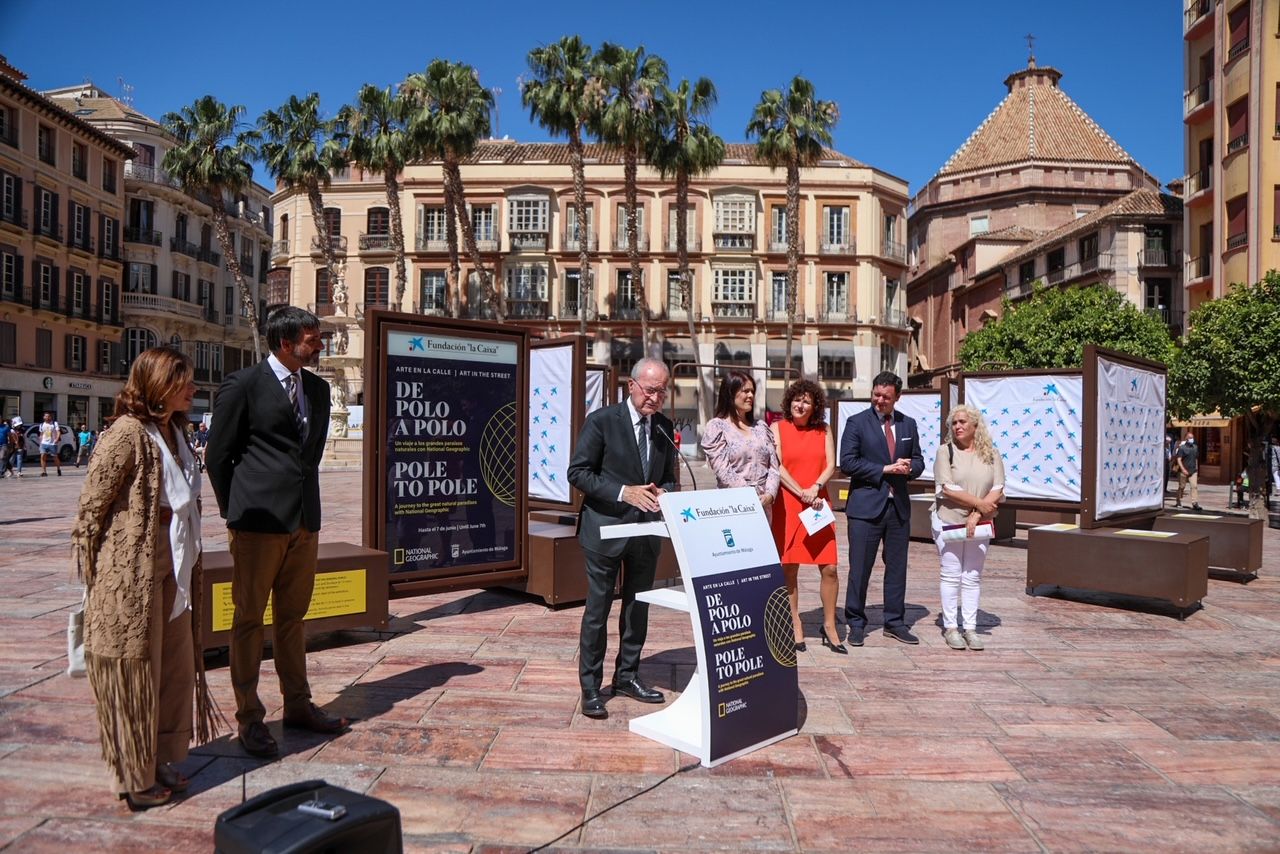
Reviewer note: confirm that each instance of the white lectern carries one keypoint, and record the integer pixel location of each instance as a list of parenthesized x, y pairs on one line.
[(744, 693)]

...

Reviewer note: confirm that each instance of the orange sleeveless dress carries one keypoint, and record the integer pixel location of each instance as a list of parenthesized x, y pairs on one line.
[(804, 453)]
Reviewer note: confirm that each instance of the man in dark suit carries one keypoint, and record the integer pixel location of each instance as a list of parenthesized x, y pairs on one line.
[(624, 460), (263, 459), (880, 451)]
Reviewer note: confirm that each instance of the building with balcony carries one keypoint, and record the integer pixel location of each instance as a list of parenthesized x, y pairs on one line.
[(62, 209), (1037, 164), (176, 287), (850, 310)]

--

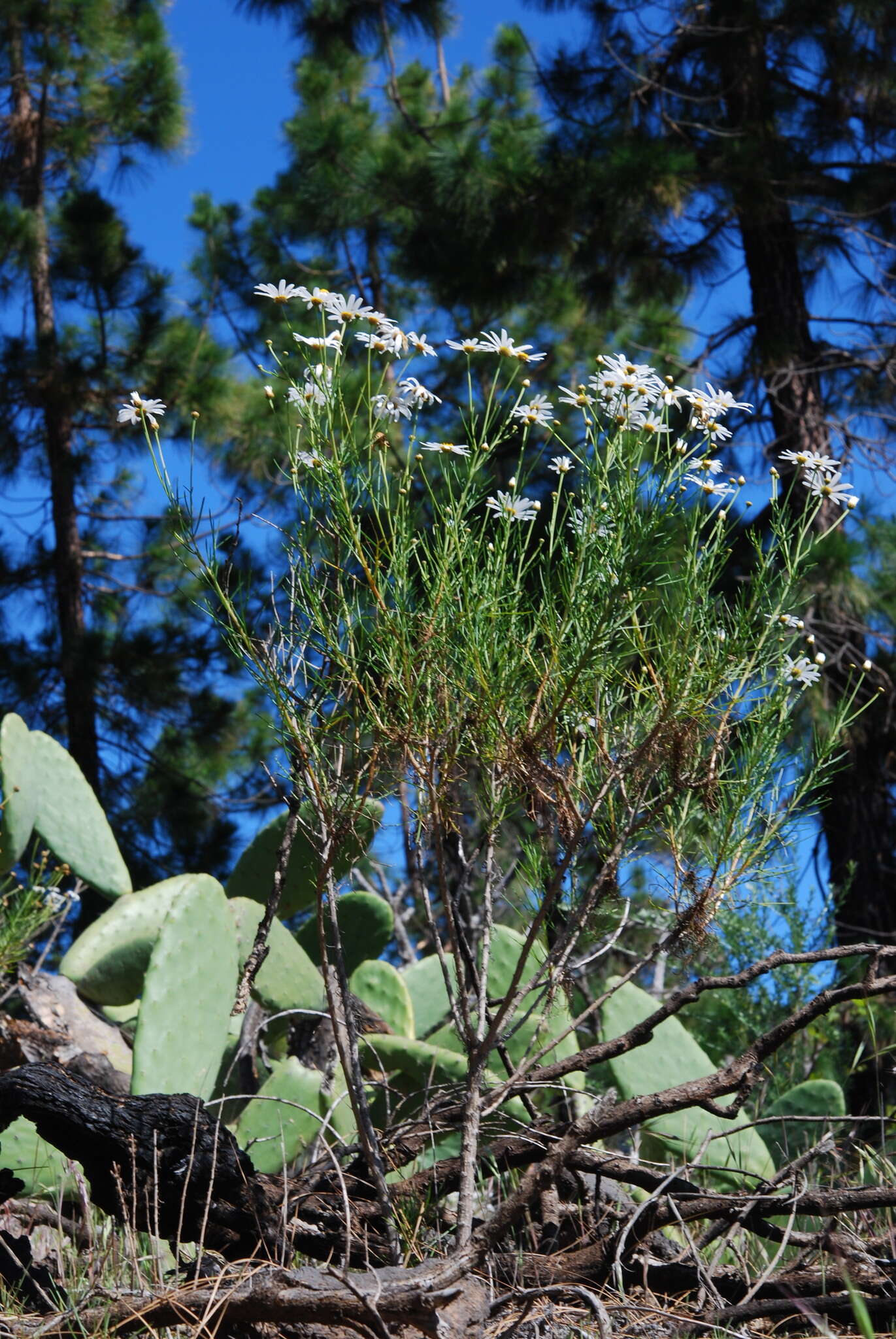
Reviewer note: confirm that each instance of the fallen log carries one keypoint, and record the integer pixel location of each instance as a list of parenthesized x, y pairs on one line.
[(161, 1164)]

● **Task to carry out**:
Copy out the lines from the line with "Reviewer note: confirm that each instance of the fallen" to the line with "[(161, 1164)]", putting "fallen tree" in place of "fallen log" and changing nothing else.

● **Written response**:
Reviewer note: confirm that each instance of the fallen tree carries one keypoint, and record the integer pixel location of each instance as a list of parenthesized x, y pairs on one line.
[(161, 1164)]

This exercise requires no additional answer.